_Work request_
Across all the entries, how many lines hold "column"? Answer with that number and nothing else.

Collected data entries:
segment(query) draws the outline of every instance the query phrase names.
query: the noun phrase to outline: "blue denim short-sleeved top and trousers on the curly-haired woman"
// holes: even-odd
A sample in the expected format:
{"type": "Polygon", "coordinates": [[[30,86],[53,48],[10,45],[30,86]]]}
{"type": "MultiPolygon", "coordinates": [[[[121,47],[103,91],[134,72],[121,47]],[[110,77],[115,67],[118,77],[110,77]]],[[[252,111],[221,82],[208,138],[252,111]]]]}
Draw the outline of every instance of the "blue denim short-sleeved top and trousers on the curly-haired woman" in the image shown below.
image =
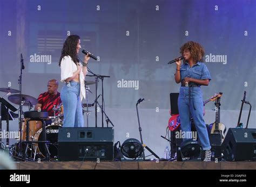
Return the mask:
{"type": "MultiPolygon", "coordinates": [[[[197,62],[190,67],[187,62],[180,68],[181,80],[185,77],[196,78],[199,80],[211,80],[210,73],[205,63],[197,62]]],[[[182,132],[191,132],[190,114],[194,119],[194,124],[197,128],[198,138],[201,142],[203,150],[211,149],[208,132],[203,118],[203,92],[200,85],[197,87],[180,87],[178,108],[180,114],[180,124],[182,132]],[[190,94],[190,96],[189,96],[190,94]],[[190,98],[190,103],[188,100],[190,98]]]]}

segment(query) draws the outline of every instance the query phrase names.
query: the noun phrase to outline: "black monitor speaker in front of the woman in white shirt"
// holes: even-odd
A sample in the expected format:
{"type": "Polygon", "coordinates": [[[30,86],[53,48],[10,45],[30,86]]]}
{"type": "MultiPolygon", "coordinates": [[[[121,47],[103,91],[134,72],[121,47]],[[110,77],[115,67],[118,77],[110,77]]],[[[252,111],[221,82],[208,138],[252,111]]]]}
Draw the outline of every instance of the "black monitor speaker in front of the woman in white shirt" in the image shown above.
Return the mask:
{"type": "Polygon", "coordinates": [[[58,134],[59,161],[113,161],[111,127],[63,127],[58,134]]]}

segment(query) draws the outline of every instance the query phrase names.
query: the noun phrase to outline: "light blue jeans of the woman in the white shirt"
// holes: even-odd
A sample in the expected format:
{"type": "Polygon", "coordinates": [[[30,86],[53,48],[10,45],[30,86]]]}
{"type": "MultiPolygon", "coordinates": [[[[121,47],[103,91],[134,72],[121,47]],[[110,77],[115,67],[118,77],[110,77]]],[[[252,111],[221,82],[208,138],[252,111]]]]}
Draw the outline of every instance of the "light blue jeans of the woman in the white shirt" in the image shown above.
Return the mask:
{"type": "Polygon", "coordinates": [[[83,127],[84,118],[80,101],[80,83],[70,81],[60,91],[64,107],[63,127],[83,127]]]}

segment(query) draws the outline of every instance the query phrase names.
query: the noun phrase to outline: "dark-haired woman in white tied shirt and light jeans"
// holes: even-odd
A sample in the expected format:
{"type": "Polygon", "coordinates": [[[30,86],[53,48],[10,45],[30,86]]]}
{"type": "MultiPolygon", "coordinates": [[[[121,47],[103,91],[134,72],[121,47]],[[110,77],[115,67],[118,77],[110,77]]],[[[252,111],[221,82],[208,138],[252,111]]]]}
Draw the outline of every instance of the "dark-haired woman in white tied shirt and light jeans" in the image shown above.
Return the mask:
{"type": "Polygon", "coordinates": [[[78,60],[80,37],[70,35],[66,38],[59,58],[61,82],[65,82],[60,91],[64,107],[63,127],[83,127],[82,99],[85,98],[84,77],[90,56],[84,56],[82,64],[78,60]]]}

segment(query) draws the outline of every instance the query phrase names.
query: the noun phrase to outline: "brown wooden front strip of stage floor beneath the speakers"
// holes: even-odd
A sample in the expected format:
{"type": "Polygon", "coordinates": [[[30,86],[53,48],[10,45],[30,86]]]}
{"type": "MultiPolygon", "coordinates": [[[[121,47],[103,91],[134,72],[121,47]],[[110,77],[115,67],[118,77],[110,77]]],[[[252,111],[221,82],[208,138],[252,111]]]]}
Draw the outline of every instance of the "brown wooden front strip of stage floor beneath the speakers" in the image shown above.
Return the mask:
{"type": "Polygon", "coordinates": [[[85,169],[85,170],[190,170],[190,169],[256,169],[256,162],[166,162],[166,161],[129,161],[129,162],[113,162],[113,161],[72,161],[72,162],[15,162],[16,168],[25,169],[85,169]]]}

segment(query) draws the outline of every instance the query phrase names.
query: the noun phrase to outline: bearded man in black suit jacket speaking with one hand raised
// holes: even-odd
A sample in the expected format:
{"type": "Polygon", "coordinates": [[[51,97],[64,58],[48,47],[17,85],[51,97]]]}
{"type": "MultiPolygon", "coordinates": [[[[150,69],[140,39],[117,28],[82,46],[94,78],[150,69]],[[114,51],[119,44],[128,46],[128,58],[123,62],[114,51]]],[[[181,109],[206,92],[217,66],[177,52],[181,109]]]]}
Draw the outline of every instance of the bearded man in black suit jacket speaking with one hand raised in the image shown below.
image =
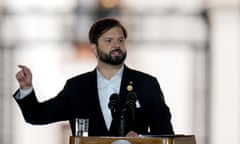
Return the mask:
{"type": "Polygon", "coordinates": [[[25,120],[31,124],[68,120],[74,133],[75,118],[87,118],[89,136],[121,136],[108,100],[112,94],[118,94],[119,107],[124,112],[127,96],[134,92],[137,96],[134,118],[124,126],[124,135],[174,134],[171,114],[156,78],[124,64],[126,38],[127,31],[119,21],[111,18],[96,21],[89,31],[96,68],[69,79],[56,97],[42,103],[35,96],[30,69],[19,65],[21,70],[16,79],[20,89],[14,97],[25,120]]]}

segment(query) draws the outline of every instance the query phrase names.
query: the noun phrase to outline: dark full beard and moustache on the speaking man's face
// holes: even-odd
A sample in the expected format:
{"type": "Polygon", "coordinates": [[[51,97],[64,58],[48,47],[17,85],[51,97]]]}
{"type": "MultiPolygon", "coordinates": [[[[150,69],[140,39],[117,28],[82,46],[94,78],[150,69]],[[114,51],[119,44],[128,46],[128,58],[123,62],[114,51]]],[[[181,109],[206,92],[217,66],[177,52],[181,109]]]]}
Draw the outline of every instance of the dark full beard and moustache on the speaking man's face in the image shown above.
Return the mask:
{"type": "Polygon", "coordinates": [[[110,51],[109,54],[104,53],[103,51],[101,51],[99,48],[97,48],[97,53],[99,56],[99,59],[107,64],[111,64],[111,65],[119,65],[119,64],[123,64],[124,60],[126,59],[127,56],[127,52],[122,52],[120,49],[115,49],[110,51]],[[122,54],[122,56],[111,56],[111,53],[114,51],[118,51],[122,54]]]}

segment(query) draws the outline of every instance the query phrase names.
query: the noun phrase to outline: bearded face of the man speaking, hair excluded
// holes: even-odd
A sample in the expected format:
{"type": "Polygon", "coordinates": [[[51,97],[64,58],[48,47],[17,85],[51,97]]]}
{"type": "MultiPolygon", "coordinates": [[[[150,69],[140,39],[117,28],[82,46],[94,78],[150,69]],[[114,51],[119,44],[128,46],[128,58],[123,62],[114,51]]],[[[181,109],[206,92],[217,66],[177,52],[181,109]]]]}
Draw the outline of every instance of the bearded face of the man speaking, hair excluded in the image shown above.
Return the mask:
{"type": "Polygon", "coordinates": [[[120,27],[113,27],[98,39],[96,47],[98,59],[111,65],[122,64],[126,58],[125,38],[120,27]]]}

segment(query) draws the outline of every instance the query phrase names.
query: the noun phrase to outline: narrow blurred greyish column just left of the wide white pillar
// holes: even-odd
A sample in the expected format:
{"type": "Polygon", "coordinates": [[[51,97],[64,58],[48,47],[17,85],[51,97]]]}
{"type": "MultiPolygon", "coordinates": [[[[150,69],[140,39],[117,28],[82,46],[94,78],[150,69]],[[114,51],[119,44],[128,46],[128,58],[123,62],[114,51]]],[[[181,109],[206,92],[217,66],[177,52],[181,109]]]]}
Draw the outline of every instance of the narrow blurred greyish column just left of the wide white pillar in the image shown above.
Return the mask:
{"type": "MultiPolygon", "coordinates": [[[[207,42],[206,42],[207,43],[207,42]]],[[[208,123],[208,53],[207,44],[195,44],[193,54],[193,132],[197,144],[206,144],[208,123]]]]}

_Written response_
2